BEGIN Material shown
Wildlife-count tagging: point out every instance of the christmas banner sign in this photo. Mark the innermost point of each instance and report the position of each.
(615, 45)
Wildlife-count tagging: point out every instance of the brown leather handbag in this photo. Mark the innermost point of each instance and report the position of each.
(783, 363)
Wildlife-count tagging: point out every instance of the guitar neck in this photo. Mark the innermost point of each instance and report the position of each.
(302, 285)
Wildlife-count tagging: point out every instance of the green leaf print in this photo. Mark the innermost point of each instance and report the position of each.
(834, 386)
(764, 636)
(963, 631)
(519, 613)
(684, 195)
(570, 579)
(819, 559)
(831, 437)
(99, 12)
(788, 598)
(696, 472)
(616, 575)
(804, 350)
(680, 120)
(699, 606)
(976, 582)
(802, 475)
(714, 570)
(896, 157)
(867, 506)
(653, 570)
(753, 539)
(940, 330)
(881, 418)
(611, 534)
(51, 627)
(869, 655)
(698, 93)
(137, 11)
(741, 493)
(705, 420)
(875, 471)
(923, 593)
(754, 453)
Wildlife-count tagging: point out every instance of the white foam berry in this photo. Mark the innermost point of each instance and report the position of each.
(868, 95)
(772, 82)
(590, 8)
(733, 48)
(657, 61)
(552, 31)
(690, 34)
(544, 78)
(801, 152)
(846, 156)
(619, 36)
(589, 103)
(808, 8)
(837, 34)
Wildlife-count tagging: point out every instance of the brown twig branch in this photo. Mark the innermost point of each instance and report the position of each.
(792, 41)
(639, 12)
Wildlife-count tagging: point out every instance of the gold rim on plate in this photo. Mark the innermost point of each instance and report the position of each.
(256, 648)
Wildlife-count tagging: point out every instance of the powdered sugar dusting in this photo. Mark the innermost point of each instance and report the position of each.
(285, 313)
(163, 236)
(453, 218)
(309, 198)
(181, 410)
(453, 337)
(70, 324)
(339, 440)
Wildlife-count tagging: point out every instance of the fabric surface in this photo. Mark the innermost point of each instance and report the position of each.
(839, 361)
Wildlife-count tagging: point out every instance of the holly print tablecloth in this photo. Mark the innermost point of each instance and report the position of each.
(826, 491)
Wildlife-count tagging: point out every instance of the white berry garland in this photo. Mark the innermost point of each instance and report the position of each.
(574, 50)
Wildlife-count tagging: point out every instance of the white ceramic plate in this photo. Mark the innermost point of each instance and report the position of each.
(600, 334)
END Material shown
-- Given exercise --
Retype all of the entries above word for word, without changing or leaving out any of them.

-- Answer --
Wildlife-count tagging: point out every instance of the christmas banner sign in this photo. Mark the innermost point of each instance and report the position of each.
(615, 45)
Wildlife-count tagging: point out every instance of the brown leather handbag in this photo. Mark the innermost point of each instance and report the position of each.
(783, 363)
Wildlife-count tagging: point out every instance of the guitar neck in this photo. Mark the innermost point of each instance and report the position of each.
(302, 285)
Wildlife-count tagging: point out every instance of the green leaf print in this photo. Mark the innermost point of each instance and report the position of each.
(834, 386)
(764, 636)
(963, 631)
(519, 613)
(684, 195)
(570, 579)
(819, 559)
(831, 437)
(99, 12)
(788, 598)
(696, 472)
(616, 575)
(804, 350)
(680, 120)
(699, 606)
(976, 582)
(802, 475)
(714, 570)
(896, 157)
(867, 506)
(653, 570)
(753, 539)
(940, 330)
(881, 418)
(611, 534)
(51, 627)
(869, 655)
(698, 93)
(137, 11)
(741, 493)
(705, 420)
(875, 471)
(923, 593)
(754, 453)
Wildlife-count tagging: point out every instance of the white foam berry in this photo. Mark the innermost point of each instance and report the position of each.
(868, 95)
(772, 82)
(590, 8)
(733, 48)
(657, 61)
(552, 31)
(690, 34)
(544, 78)
(801, 152)
(846, 156)
(619, 36)
(589, 103)
(808, 8)
(837, 34)
Wildlife-count tagging: point out every instance of the brown twig branch in this photo. Mark the innermost point of each instance and report the position of each.
(792, 41)
(639, 12)
Wildlife-count tagging: point out every instance of the gold rim on plate in this photo. Mark the innermost point of each instance and report the position of each.
(256, 648)
Wildlife-count tagging: point out every instance of the powdered sugar dusting in this photo. Mark the innermost point of each instance and report the position of each.
(285, 313)
(163, 236)
(453, 218)
(309, 198)
(181, 410)
(453, 337)
(70, 324)
(339, 440)
Wildlife-count tagging: point out every instance of the fabric surface in this photo. Mark the innermost point of each instance and report the position of each.
(839, 361)
Wildlife-count tagging: point out every instance of the holly print tablecloth in this photo. Mark the innermost point of each instance and report the position of each.
(826, 491)
Wildlife-count tagging: point out every instance of the white berry garland in this photo. Mark the innermost point of each instance and report the position of each.
(574, 50)
Wildlife-count tagging: point out every instance of the white ceramic plate in this photo. Mark the innermost point of each instance and report the position of each.
(600, 334)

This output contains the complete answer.